# Data shown:
****************************************
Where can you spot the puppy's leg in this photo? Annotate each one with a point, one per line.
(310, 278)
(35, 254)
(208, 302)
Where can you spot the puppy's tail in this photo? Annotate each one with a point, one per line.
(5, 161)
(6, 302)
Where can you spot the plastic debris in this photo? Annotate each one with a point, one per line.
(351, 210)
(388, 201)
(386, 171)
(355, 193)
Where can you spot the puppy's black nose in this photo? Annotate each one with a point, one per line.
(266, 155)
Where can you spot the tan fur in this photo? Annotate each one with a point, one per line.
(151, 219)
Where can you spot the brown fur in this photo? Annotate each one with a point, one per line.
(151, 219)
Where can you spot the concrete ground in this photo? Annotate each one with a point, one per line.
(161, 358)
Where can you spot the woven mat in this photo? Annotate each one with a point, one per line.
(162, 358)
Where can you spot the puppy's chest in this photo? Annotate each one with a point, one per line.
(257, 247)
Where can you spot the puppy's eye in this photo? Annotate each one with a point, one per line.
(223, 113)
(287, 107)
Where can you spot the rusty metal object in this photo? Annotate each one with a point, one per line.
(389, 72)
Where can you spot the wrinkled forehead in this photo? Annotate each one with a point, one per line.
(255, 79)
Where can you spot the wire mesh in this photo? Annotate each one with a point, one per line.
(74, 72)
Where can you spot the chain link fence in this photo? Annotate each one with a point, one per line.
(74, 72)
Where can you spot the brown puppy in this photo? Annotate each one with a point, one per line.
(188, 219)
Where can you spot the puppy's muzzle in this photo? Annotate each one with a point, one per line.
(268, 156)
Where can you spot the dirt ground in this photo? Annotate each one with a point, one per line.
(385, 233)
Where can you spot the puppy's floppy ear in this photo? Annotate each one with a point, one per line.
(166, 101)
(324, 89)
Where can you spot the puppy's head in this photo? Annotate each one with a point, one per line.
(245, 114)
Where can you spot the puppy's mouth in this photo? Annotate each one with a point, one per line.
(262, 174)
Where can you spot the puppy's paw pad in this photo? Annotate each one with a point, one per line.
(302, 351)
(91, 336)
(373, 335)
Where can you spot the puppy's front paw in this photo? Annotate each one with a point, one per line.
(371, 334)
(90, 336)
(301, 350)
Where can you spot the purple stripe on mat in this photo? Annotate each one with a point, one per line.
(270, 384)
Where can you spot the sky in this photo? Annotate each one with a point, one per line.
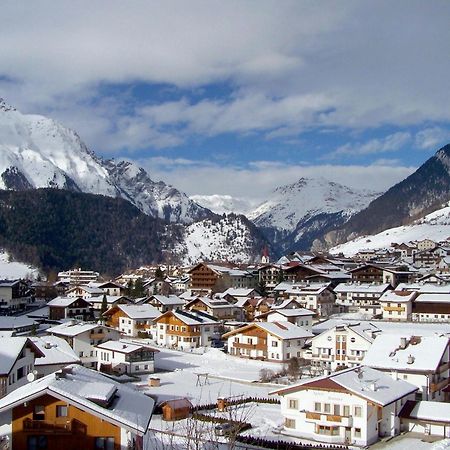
(239, 97)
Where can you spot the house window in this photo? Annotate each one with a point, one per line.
(39, 412)
(37, 443)
(289, 423)
(61, 411)
(104, 443)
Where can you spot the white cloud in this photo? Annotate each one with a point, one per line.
(291, 66)
(256, 182)
(431, 138)
(390, 143)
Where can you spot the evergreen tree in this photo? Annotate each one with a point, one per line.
(104, 307)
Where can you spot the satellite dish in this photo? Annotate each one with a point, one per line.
(31, 376)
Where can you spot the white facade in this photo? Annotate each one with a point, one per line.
(344, 345)
(83, 338)
(126, 357)
(345, 408)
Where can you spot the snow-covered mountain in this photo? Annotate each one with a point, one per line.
(232, 238)
(39, 152)
(306, 198)
(297, 214)
(224, 204)
(434, 226)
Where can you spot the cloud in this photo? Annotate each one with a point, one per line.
(287, 68)
(257, 180)
(431, 138)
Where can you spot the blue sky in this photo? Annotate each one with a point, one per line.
(239, 97)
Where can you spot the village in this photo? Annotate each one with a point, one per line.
(306, 351)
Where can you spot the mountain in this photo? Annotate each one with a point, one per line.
(231, 238)
(434, 226)
(38, 152)
(223, 204)
(297, 214)
(424, 191)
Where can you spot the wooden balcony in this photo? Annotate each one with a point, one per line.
(71, 426)
(438, 386)
(394, 308)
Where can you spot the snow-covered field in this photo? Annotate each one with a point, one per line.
(434, 226)
(14, 270)
(227, 376)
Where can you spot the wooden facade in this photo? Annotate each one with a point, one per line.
(52, 424)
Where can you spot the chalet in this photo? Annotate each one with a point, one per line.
(113, 288)
(14, 294)
(184, 330)
(317, 297)
(111, 300)
(85, 291)
(17, 356)
(420, 360)
(270, 341)
(218, 308)
(56, 354)
(163, 303)
(76, 408)
(125, 357)
(397, 305)
(78, 277)
(354, 406)
(342, 346)
(360, 297)
(132, 320)
(298, 316)
(83, 337)
(69, 308)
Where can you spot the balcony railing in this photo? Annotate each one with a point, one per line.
(72, 426)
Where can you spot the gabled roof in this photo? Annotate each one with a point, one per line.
(422, 354)
(64, 302)
(11, 348)
(365, 382)
(88, 390)
(191, 318)
(281, 329)
(55, 350)
(125, 347)
(74, 329)
(136, 312)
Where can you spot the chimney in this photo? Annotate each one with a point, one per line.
(403, 343)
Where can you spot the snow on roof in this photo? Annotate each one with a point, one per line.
(73, 329)
(55, 350)
(425, 288)
(421, 353)
(10, 348)
(284, 330)
(365, 382)
(62, 302)
(82, 387)
(291, 312)
(433, 411)
(15, 322)
(171, 300)
(398, 296)
(433, 298)
(124, 347)
(361, 287)
(239, 292)
(141, 311)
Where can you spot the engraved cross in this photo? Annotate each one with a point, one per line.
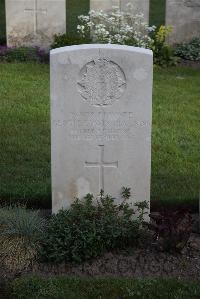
(101, 165)
(35, 12)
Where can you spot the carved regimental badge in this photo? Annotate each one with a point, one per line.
(101, 82)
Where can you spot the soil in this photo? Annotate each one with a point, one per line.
(143, 262)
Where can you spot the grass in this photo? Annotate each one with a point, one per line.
(25, 135)
(2, 22)
(109, 288)
(157, 12)
(74, 8)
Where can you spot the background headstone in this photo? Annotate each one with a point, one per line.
(34, 22)
(139, 6)
(184, 17)
(101, 106)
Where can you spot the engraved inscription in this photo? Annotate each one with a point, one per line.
(102, 126)
(192, 3)
(101, 165)
(102, 82)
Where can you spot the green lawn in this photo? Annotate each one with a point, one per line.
(157, 12)
(25, 135)
(2, 22)
(109, 288)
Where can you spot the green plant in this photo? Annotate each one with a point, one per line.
(62, 40)
(189, 51)
(106, 288)
(163, 53)
(20, 233)
(172, 229)
(87, 229)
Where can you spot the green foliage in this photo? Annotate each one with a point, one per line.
(2, 23)
(75, 8)
(87, 230)
(62, 40)
(157, 12)
(189, 51)
(23, 54)
(172, 229)
(163, 53)
(21, 231)
(107, 288)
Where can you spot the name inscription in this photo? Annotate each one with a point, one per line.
(102, 126)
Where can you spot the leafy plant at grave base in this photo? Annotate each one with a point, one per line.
(23, 54)
(34, 286)
(189, 51)
(62, 40)
(21, 231)
(87, 229)
(163, 53)
(172, 229)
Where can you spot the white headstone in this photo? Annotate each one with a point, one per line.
(34, 22)
(101, 106)
(139, 6)
(184, 17)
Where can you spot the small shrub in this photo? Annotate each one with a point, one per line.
(116, 27)
(189, 51)
(172, 229)
(20, 233)
(62, 40)
(87, 230)
(23, 54)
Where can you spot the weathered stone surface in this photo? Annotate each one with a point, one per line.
(184, 17)
(139, 6)
(101, 98)
(34, 22)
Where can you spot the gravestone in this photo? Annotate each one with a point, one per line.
(101, 105)
(139, 6)
(34, 22)
(184, 17)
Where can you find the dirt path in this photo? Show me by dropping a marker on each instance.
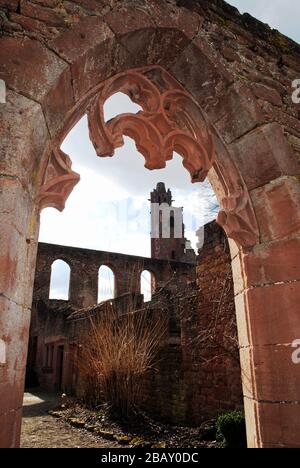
(40, 430)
****************************************
# Your instructions:
Your answer must be the full listing, word for word, minus any images.

# Completed exercise:
Where can you spot the puppy's leg in this photo? Annotate each one with a point, one per line.
(310, 278)
(35, 254)
(208, 302)
Where can you spot the puppy's tail in this photo? Annotate each one with a point, one per line.
(5, 161)
(6, 302)
Where can you spot the plastic debris in this photo? Annotate each one with a point, one per line.
(351, 210)
(388, 201)
(386, 171)
(355, 193)
Where can you spot the puppy's black nose in this photo? Annotate each one with a point, one per line.
(266, 155)
Where can you spot the tan fur in this photo? Annotate each one with a point, one per line.
(151, 219)
Where can you spot the brown fur in this photo? Annotate each one with a point, one per line.
(151, 219)
Where can you spot the concrete ground in this photo? Annotate each one with a point, one per line.
(161, 358)
Where can you spot the woven mat in this photo? Annotate each one with a point, one per line.
(162, 358)
Where can you spot the puppy's chest in this photo? Annotate each one with a point, one per line.
(257, 247)
Where can you spot the puppy's eye in this photo? Annotate each one with a point, one per line.
(223, 113)
(287, 107)
Where can you spot the rusty metal object in this photo? Annotate each one with a point, one per line.
(389, 72)
Where can you spot the wrinkled forehead in this photo? Annotate each one with a point, one per line.
(255, 79)
Where can you spot the wire mesh in this photo? Annotate each one with a point, one per line.
(74, 72)
Where can you spot the chain link fence in this photo? Annotate each one with a point, one per line.
(74, 72)
Where can you spot the brown puppy in this photo? Annotate each one with a point, one per line.
(188, 219)
Where can you spot the puppy's muzzle in this photo? Annotate each one with a point, one per line.
(268, 156)
Where can you spot the dirt ground in this photo? Annotate each one with a point, one per line.
(385, 233)
Where can you spot the puppy's floppy ear in this photo? Annotate each one with a point, one per line.
(166, 101)
(324, 89)
Where can you spot the puppy's head in this photo? Annotate each one with a point, one per line.
(245, 114)
Where can you spot the puppy's mouth in this photo? Annotate each one with a point, one per line.
(262, 174)
Where can you spot the puppy's paw pad in this photo? Annotate each one with a point, one per line.
(302, 351)
(91, 336)
(373, 335)
Where can you spot the puppy's front paw in this photo? Annotate each one with a point, one per line.
(371, 334)
(90, 336)
(301, 350)
Where can you spot the purple stripe on mat in this photo? Annotate each one with a point, one per line.
(270, 384)
Where can you spot the sky in this photo? Annotate each one with a point, one per line.
(239, 97)
Where can you spot the house window in this photo? Annotate each one with a point, one per line.
(39, 412)
(37, 443)
(289, 423)
(61, 411)
(104, 443)
Where can you spot the white cloud in this photo? Annotate each one with a point, one per line.
(291, 66)
(256, 182)
(431, 138)
(390, 143)
Where can you spot the evergreen tree in this photo? Annotate each one with a point, one per line.
(104, 307)
Where can you spot the satellite dish in this photo? Annotate each one with a point, one per line.
(31, 376)
Where can you spot the white facade in this photo? Annotate each one with a point, one per line.
(344, 345)
(83, 338)
(126, 357)
(345, 408)
Where can you spot the snow-covered mountain in this photo? Annotate each one with a point, one per line.
(232, 238)
(39, 152)
(306, 198)
(297, 214)
(224, 204)
(434, 226)
Where can you spot the cloud in this photo? Annotate each one with a point, one per line.
(287, 68)
(257, 180)
(431, 138)
Where can you spot the blue sky in this photo? Annotate each one with a point, one per line.
(239, 97)
Where can you spot the village in this photo? Annotate each one with a point, one per line.
(306, 351)
Where can you spot the mountain in this photo? Annotate each one with a point, one per line.
(231, 238)
(434, 226)
(38, 152)
(223, 204)
(297, 214)
(424, 191)
Where can you spot the wooden balcony in this photo? Annotate each one with a point, one per line.
(71, 426)
(438, 386)
(394, 308)
Where can you spot the snow-covered field in this photo? Annotate each one with a point, one per line.
(434, 226)
(14, 270)
(227, 376)
Where can you spot the wooden facade in this photo? Annotate each one with a point, one per line.
(52, 424)
Where can you spot the chalet in this photo? Annotate each one with a point, one per line.
(113, 288)
(14, 294)
(184, 330)
(317, 297)
(111, 300)
(85, 291)
(17, 356)
(420, 360)
(270, 341)
(218, 308)
(56, 354)
(163, 303)
(76, 408)
(125, 357)
(397, 305)
(78, 277)
(354, 406)
(342, 346)
(360, 297)
(132, 320)
(298, 316)
(83, 337)
(69, 308)
Where can you spot the balcony railing in this photo? Annotate each one with a point, one per line.
(72, 426)
Where can you spot the gabled roof in this photo? Annotate each one with a point, one per line.
(422, 354)
(64, 302)
(11, 348)
(365, 382)
(88, 390)
(191, 318)
(281, 329)
(55, 350)
(125, 347)
(74, 329)
(136, 312)
Where can you spot the chimney in this photo? Annotate each one with a point, one per line.
(403, 343)
Where can you spot the snow on roof in this photo? Annotate each one with a point, one per line.
(73, 329)
(55, 350)
(425, 288)
(421, 353)
(10, 348)
(284, 330)
(365, 382)
(62, 302)
(82, 387)
(291, 312)
(433, 411)
(15, 322)
(171, 300)
(398, 296)
(433, 298)
(124, 347)
(361, 287)
(239, 292)
(141, 311)
Where can you spot the engraved cross in this photo? Annotate each one with a point, one per line.
(101, 165)
(35, 12)
Where can you spot the carved regimental badge in this photo? Annotate each one with a point, one per line.
(101, 82)
Where can you spot the soil in this photo? Annotate each one with a point, one per line.
(143, 262)
Where can you spot the grass in this photo? Annotate each one with a point, one per line.
(25, 135)
(2, 22)
(109, 288)
(157, 12)
(74, 8)
Where can you spot the background headstone in this photo? Annotate each one with a point, one per line.
(34, 22)
(139, 6)
(184, 17)
(101, 106)
Where can you spot the engraved inscription in this photo? Annotate each one with a point, one per line.
(102, 126)
(192, 3)
(101, 165)
(102, 82)
Where can you spot the green lawn in this photo? Annotate each one with a point, one per line.
(157, 12)
(25, 135)
(2, 22)
(109, 288)
Where can you spot the green plant in this photo? Annotate each one with a point, one per line.
(62, 40)
(189, 51)
(106, 288)
(163, 53)
(20, 233)
(172, 229)
(87, 229)
Where can you spot the green foliage in this photo? Annotate each one with a point, one per line.
(2, 23)
(75, 8)
(87, 230)
(62, 40)
(157, 12)
(189, 51)
(23, 54)
(172, 229)
(163, 53)
(21, 231)
(107, 288)
Where can you spot the name inscription in this photo? Annotate each one with a point, one per line.
(102, 126)
Where can you spot the leafy plant at grave base in this photo? Annotate each one with a point, one per line.
(23, 54)
(34, 286)
(189, 51)
(62, 40)
(21, 231)
(87, 229)
(163, 53)
(172, 229)
Where can you spot the white headstone in this photo? Annotate each one with a point, one per line.
(34, 22)
(101, 106)
(139, 6)
(184, 17)
Where can you spot the small shrub in this photo? Annotate each one with a point, one per line.
(116, 27)
(189, 51)
(172, 229)
(20, 233)
(62, 40)
(87, 230)
(23, 54)
Where can you spot the weathered stone surface in this photo? Annotate each one with a point, one per line.
(184, 17)
(139, 6)
(101, 98)
(34, 22)
Where can you spot the gravestone in this photo? Annotate each one with a point, one per line.
(101, 105)
(139, 6)
(34, 22)
(184, 17)
Where can you find the dirt path in this photo? Show me by dropping a marker on each instance.
(40, 430)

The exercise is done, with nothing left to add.